**Your goal:** Update every line in the listing below by changing "bounding region" to "bounding box" and leaving everything else as it is. Leave the pictures out of your answer.
***** Material supplied
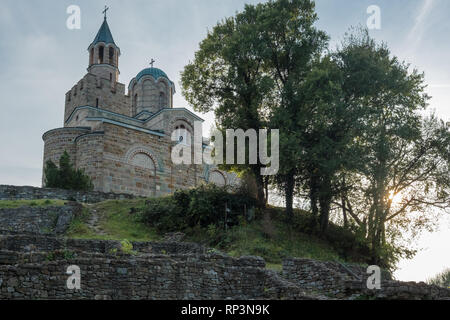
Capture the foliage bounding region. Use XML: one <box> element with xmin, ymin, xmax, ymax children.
<box><xmin>120</xmin><ymin>239</ymin><xmax>136</xmax><ymax>255</ymax></box>
<box><xmin>140</xmin><ymin>184</ymin><xmax>255</xmax><ymax>232</ymax></box>
<box><xmin>0</xmin><ymin>199</ymin><xmax>66</xmax><ymax>209</ymax></box>
<box><xmin>44</xmin><ymin>151</ymin><xmax>94</xmax><ymax>191</ymax></box>
<box><xmin>427</xmin><ymin>269</ymin><xmax>450</xmax><ymax>288</ymax></box>
<box><xmin>67</xmin><ymin>199</ymin><xmax>159</xmax><ymax>241</ymax></box>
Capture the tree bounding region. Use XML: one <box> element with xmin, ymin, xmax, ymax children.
<box><xmin>44</xmin><ymin>151</ymin><xmax>94</xmax><ymax>191</ymax></box>
<box><xmin>336</xmin><ymin>32</ymin><xmax>450</xmax><ymax>266</ymax></box>
<box><xmin>427</xmin><ymin>269</ymin><xmax>450</xmax><ymax>288</ymax></box>
<box><xmin>182</xmin><ymin>0</ymin><xmax>327</xmax><ymax>212</ymax></box>
<box><xmin>181</xmin><ymin>6</ymin><xmax>273</xmax><ymax>204</ymax></box>
<box><xmin>253</xmin><ymin>0</ymin><xmax>328</xmax><ymax>221</ymax></box>
<box><xmin>296</xmin><ymin>55</ymin><xmax>359</xmax><ymax>235</ymax></box>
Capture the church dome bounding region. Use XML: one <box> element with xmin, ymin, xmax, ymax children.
<box><xmin>136</xmin><ymin>67</ymin><xmax>172</xmax><ymax>83</ymax></box>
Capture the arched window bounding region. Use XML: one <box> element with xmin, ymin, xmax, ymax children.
<box><xmin>109</xmin><ymin>47</ymin><xmax>114</xmax><ymax>65</ymax></box>
<box><xmin>98</xmin><ymin>46</ymin><xmax>105</xmax><ymax>64</ymax></box>
<box><xmin>209</xmin><ymin>170</ymin><xmax>227</xmax><ymax>187</ymax></box>
<box><xmin>89</xmin><ymin>48</ymin><xmax>94</xmax><ymax>66</ymax></box>
<box><xmin>159</xmin><ymin>92</ymin><xmax>166</xmax><ymax>108</ymax></box>
<box><xmin>130</xmin><ymin>153</ymin><xmax>156</xmax><ymax>175</ymax></box>
<box><xmin>175</xmin><ymin>124</ymin><xmax>191</xmax><ymax>146</ymax></box>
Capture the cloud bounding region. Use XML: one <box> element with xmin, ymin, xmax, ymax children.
<box><xmin>408</xmin><ymin>0</ymin><xmax>437</xmax><ymax>50</ymax></box>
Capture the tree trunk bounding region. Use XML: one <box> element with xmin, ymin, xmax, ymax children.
<box><xmin>319</xmin><ymin>177</ymin><xmax>333</xmax><ymax>235</ymax></box>
<box><xmin>285</xmin><ymin>172</ymin><xmax>295</xmax><ymax>223</ymax></box>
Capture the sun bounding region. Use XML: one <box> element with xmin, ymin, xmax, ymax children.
<box><xmin>389</xmin><ymin>190</ymin><xmax>403</xmax><ymax>205</ymax></box>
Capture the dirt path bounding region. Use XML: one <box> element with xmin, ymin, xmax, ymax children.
<box><xmin>87</xmin><ymin>204</ymin><xmax>106</xmax><ymax>236</ymax></box>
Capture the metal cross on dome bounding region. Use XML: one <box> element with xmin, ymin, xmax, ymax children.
<box><xmin>102</xmin><ymin>6</ymin><xmax>109</xmax><ymax>19</ymax></box>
**********
**Solution for this exercise:**
Capture the foliage bounding box. Use XML: one <box> element with xmin, ymin, xmax, ymax children.
<box><xmin>120</xmin><ymin>239</ymin><xmax>136</xmax><ymax>255</ymax></box>
<box><xmin>140</xmin><ymin>184</ymin><xmax>255</xmax><ymax>232</ymax></box>
<box><xmin>0</xmin><ymin>199</ymin><xmax>66</xmax><ymax>209</ymax></box>
<box><xmin>44</xmin><ymin>151</ymin><xmax>94</xmax><ymax>191</ymax></box>
<box><xmin>427</xmin><ymin>269</ymin><xmax>450</xmax><ymax>288</ymax></box>
<box><xmin>67</xmin><ymin>199</ymin><xmax>159</xmax><ymax>241</ymax></box>
Capture the tree bounding box. Use XML: one <box> element with xmin, ymin, xmax, ymax children.
<box><xmin>44</xmin><ymin>151</ymin><xmax>94</xmax><ymax>191</ymax></box>
<box><xmin>336</xmin><ymin>32</ymin><xmax>450</xmax><ymax>266</ymax></box>
<box><xmin>427</xmin><ymin>269</ymin><xmax>450</xmax><ymax>288</ymax></box>
<box><xmin>182</xmin><ymin>0</ymin><xmax>327</xmax><ymax>212</ymax></box>
<box><xmin>181</xmin><ymin>6</ymin><xmax>273</xmax><ymax>204</ymax></box>
<box><xmin>253</xmin><ymin>0</ymin><xmax>328</xmax><ymax>221</ymax></box>
<box><xmin>296</xmin><ymin>55</ymin><xmax>359</xmax><ymax>235</ymax></box>
Capture the church dome bounding box. Use XML: one <box> element with xmin, ymin, xmax, ymax children.
<box><xmin>136</xmin><ymin>67</ymin><xmax>172</xmax><ymax>83</ymax></box>
Capture the arched window bounding box. Use XML: one <box> element with xmin, ymin, xmax, ymax children.
<box><xmin>109</xmin><ymin>47</ymin><xmax>114</xmax><ymax>65</ymax></box>
<box><xmin>98</xmin><ymin>46</ymin><xmax>105</xmax><ymax>64</ymax></box>
<box><xmin>209</xmin><ymin>170</ymin><xmax>227</xmax><ymax>187</ymax></box>
<box><xmin>89</xmin><ymin>48</ymin><xmax>94</xmax><ymax>66</ymax></box>
<box><xmin>159</xmin><ymin>92</ymin><xmax>166</xmax><ymax>108</ymax></box>
<box><xmin>130</xmin><ymin>153</ymin><xmax>156</xmax><ymax>175</ymax></box>
<box><xmin>175</xmin><ymin>124</ymin><xmax>191</xmax><ymax>146</ymax></box>
Capture the cloud bounding box. Use XML: one <box> element with xmin, ymin, xmax, ymax children.
<box><xmin>408</xmin><ymin>0</ymin><xmax>437</xmax><ymax>50</ymax></box>
Capture the tree trunk bounding box. Use XML: one <box> element with xmin, ymin, xmax, ymax children.
<box><xmin>319</xmin><ymin>177</ymin><xmax>333</xmax><ymax>235</ymax></box>
<box><xmin>285</xmin><ymin>172</ymin><xmax>295</xmax><ymax>223</ymax></box>
Capture the sun bounding box. Use XML: one <box> element with xmin, ymin, xmax, ymax children.
<box><xmin>389</xmin><ymin>190</ymin><xmax>403</xmax><ymax>205</ymax></box>
Capture the dirt path bounding box. Use XML: one <box> element with xmin, ymin, xmax, ymax children.
<box><xmin>87</xmin><ymin>204</ymin><xmax>106</xmax><ymax>236</ymax></box>
Capture the metal cross on dome bounding box. Use XML: one <box> element with xmin, ymin, xmax, ymax children.
<box><xmin>102</xmin><ymin>6</ymin><xmax>109</xmax><ymax>19</ymax></box>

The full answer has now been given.